Groomer charged with violently maiming veteran’s service dog

BREVARD COUNTY, Fla. — It's a case of animal cruelty so brutal that the Brevard County Sheriff Wayne Ivey and the Satellite Beach Police Chief Jeff Pearson personally walked the suspect into jail.

Ivey shared the horrific story on Facebook, including a photo of the dog's stitches, on Monday.

"The video is so graphic that I will not post it on Facebook, but trust me when I tell you that it is one of the most difficult things I have ever had to watch in my 39 years of law enforcement because of the horrific and cruel way the pet was treated," he wrote.

On Feb. 6, Ivey said James Carodell Doughty Suthann was working as a contract employee at a grooming salon in the Florida county when a veteran brought his service dog in to be groomed.

The sheriff said Suthann became angry while grooming "T.T.," the 8-year-old German Shepard service dog, after the animal would not stand still.

"The entire incident is captured on video and at one point you see Suthann cinch the pets head down so tight that the dog could no longer move and was obviously in pain," Ivey wrote.

By Ivey's account, the groomer then grabbed T.T.'s tail and lifted her off the ground by it, twisting it and breaking it. The break was so severe the tail could not be fixed.

(Point-per-instance localization data)
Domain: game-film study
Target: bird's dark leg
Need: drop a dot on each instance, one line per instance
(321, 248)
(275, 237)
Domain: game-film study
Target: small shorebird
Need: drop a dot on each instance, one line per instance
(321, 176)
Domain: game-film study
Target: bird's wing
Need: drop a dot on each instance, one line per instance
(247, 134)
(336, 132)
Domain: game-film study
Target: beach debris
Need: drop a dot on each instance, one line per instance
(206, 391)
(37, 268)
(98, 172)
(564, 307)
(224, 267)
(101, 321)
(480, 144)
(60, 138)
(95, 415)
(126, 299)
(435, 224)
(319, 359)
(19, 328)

Questions on the material:
**1)** Repeat the passage of the service dog article between "Groomer charged with" and "to be groomed.", inclusive.
**2)** Carry the article about the maimed service dog forward from its final sentence.

Answers in order:
**1)**
Groomer charged with violently maiming veteran’s service dog

BREVARD COUNTY, Fla. — It's a case of animal cruelty so brutal that the Brevard County Sheriff Wayne Ivey and the Satellite Beach Police Chief Jeff Pearson personally walked the suspect into jail.

Ivey shared the horrific story on Facebook, including a photo of the dog's stitches, on Monday.

"The video is so graphic that I will not post it on Facebook, but trust me when I tell you that it is one of the most difficult things I have ever had to watch in my 39 years of law enforcement because of the horrific and cruel way the pet was treated," he wrote.

On Feb. 6, Ivey said James Carodell Doughty Suthann was working as a contract employee at a grooming salon in the Florida county when a veteran brought his service dog in to be groomed.

**2)**
The sheriff added that Suthann also hit the dog in the back of the head with a hose nozzle.

T.T. survived, but the dog had to go into emergency surgery to have her tail amputated.

"The owner was devastated by the acts of cruelty against his pet and companion," Ivey said.

Suthann was arrested Monday and charged with felony cruelty to animals.

Suthann received the maximum $2,000 bond, "because they don’t let me personally set the bond amounts for criminals like this guy!!" the sheriff wrote.

"Please know that the owners of the grooming facility where this incident occurred had no knowledge that Suthann was capable of this type of activity and upon learning of the incident, took immediate and appropriate action to have him no longer at their facility," Ivey said.